He was loved in his homeland for his charitable acts but would go on to break every rule known to God and man.
In 1991, the Bank of England (BoE) froze its assets, citing large-scale fraud running for several years. This would see the bank cease operations in multiple countries. The Luxembourg-based BCCI was 77 per cent owned by the Gulf Emirate of Abu Dhabi.
BoE investigations had unearthed laundering of drugs money, terrorism financing and the bank boasted of having high-profile customers such as Panama’s former strongman Manual Noriega as customers.
The Standard, quoting “highly placed” sources reported that Abu Dhabi ruler Sheikh Zayed Sultan would act as guarantor to protect the savings of Kenyan depositors.
The bank had five branches countrywide and panic had gripped depositors on the state of their money.
Central Bank of Kenya (CBK) would then move to appoint a manager to oversee the operations of the BCCI operations in Kenya.
It sent statements assuring depositors that their money was safe.
The Standard reported that the Sheikh would be approaching the Kenyan and other regional subsidiaries of the bank to urge them to maintain operations and assure them of his personal support.
It was said that contact between CBK and Abu Dhabi was “likely.”
This came as the British Ambassador to the UAE Graham Burton implored the gulf state to help compensate Britons, and the Indian government also took similar steps.
The collapse of BCCI was, however, not expect to badly hit the Kenyan banking system. This was during the sleazy 1990s when Kenya’s banking system was badly tested. It was the era of high graft and “political banks,” where the institutions fraudulently lent to firms belonging or connected to politicians, who were sometimes also shareholders.

*Listing*
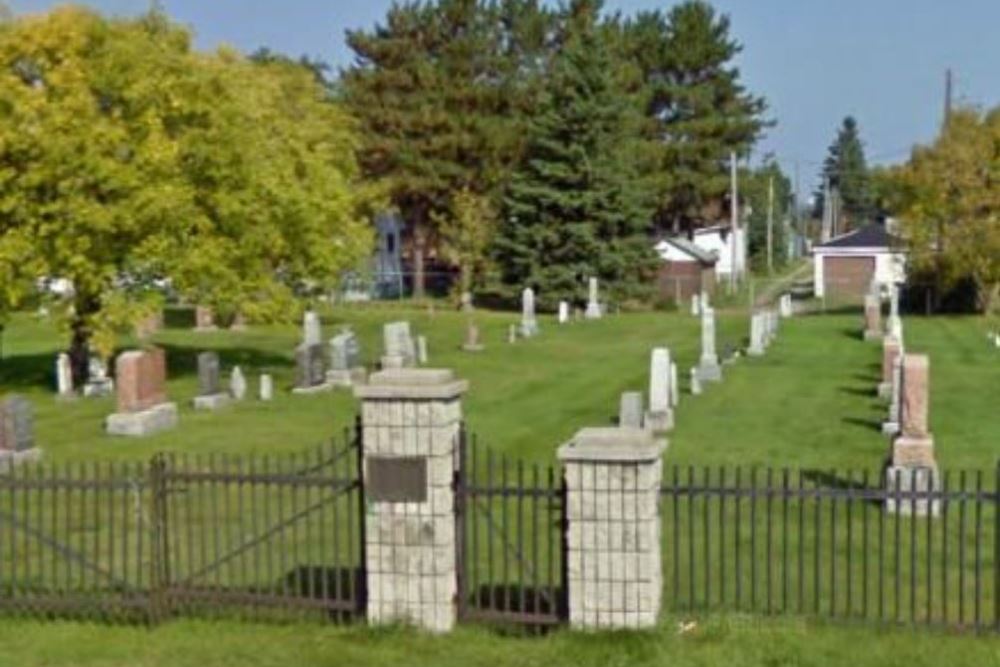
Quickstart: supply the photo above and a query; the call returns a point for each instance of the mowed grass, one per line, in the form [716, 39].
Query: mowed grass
[809, 403]
[714, 641]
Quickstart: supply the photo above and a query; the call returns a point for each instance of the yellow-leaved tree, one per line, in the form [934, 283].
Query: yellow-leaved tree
[130, 161]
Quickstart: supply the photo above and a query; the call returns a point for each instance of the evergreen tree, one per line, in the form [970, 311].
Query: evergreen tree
[441, 90]
[574, 207]
[847, 170]
[696, 109]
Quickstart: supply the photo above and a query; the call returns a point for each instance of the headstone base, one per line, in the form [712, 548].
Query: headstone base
[709, 371]
[158, 418]
[315, 389]
[659, 422]
[11, 459]
[346, 378]
[917, 480]
[211, 401]
[96, 388]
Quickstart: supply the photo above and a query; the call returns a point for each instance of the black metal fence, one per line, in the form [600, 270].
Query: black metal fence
[510, 529]
[186, 534]
[824, 543]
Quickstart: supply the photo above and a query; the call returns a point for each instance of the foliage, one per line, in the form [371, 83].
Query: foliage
[127, 159]
[847, 170]
[950, 204]
[574, 207]
[696, 109]
[441, 89]
[466, 233]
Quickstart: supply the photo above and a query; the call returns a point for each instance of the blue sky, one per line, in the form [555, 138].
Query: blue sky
[814, 60]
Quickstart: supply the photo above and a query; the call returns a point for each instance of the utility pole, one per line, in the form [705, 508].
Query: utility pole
[770, 224]
[734, 207]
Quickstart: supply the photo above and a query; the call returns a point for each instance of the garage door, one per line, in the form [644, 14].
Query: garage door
[848, 276]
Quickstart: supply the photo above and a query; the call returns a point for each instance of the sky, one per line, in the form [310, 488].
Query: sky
[815, 61]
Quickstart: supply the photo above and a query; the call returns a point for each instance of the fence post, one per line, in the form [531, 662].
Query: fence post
[613, 554]
[411, 421]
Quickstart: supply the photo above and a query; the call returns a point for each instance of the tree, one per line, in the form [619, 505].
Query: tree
[440, 89]
[949, 203]
[847, 170]
[574, 208]
[762, 187]
[466, 232]
[127, 161]
[697, 111]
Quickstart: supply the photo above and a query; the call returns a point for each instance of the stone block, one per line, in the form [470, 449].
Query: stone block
[145, 422]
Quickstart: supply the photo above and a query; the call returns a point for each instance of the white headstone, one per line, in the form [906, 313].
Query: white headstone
[64, 375]
[593, 311]
[422, 350]
[529, 322]
[312, 333]
[266, 387]
[237, 384]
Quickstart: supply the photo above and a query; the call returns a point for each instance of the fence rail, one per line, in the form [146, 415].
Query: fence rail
[820, 543]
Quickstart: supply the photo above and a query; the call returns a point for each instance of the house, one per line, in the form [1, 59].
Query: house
[686, 269]
[847, 265]
[727, 247]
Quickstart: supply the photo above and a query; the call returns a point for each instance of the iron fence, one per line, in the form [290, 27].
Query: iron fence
[825, 543]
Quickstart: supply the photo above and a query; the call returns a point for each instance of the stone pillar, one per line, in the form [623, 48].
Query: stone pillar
[613, 558]
[913, 466]
[873, 317]
[891, 349]
[410, 431]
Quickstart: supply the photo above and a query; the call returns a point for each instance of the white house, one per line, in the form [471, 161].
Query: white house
[848, 264]
[720, 240]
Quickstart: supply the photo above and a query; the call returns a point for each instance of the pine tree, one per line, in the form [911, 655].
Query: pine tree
[847, 170]
[574, 207]
[696, 109]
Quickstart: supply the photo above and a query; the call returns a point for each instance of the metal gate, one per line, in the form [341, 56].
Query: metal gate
[510, 528]
[263, 534]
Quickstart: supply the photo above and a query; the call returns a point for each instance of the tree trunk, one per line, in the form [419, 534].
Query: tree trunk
[419, 248]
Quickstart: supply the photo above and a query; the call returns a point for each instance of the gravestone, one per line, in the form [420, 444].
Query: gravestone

*Written instruction 1*
In the excerpt on the BCCI collapse, shorten the paragraph beginning "In 1991, the Bank of England" while keeping its main facts.
*Written instruction 2*
From the excerpt on the BCCI collapse, print the passage starting with "BoE investigations had" and going on through "operations in Kenya.".

*Task result 1*
In 1991 the Bank of England froze the assets of BCCI, a Luxembourg-based bank 77 percent owned by Abu Dhabi, citing years of large-scale fraud. As a result, the bank stopped operating in several countries.

*Task result 2*
BoE investigations had unearthed laundering of drugs money, terrorism financing and the bank boasted of having high-profile customers such as Panama’s former strongman Manual Noriega as customers.
The Standard, quoting “highly placed” sources reported that Abu Dhabi ruler Sheikh Zayed Sultan would act as guarantor to protect the savings of Kenyan depositors.
The bank had five branches countrywide and panic had gripped depositors on the state of their money.
Central Bank of Kenya (CBK) would then move to appoint a manager to oversee the operations of the BCCI operations in Kenya.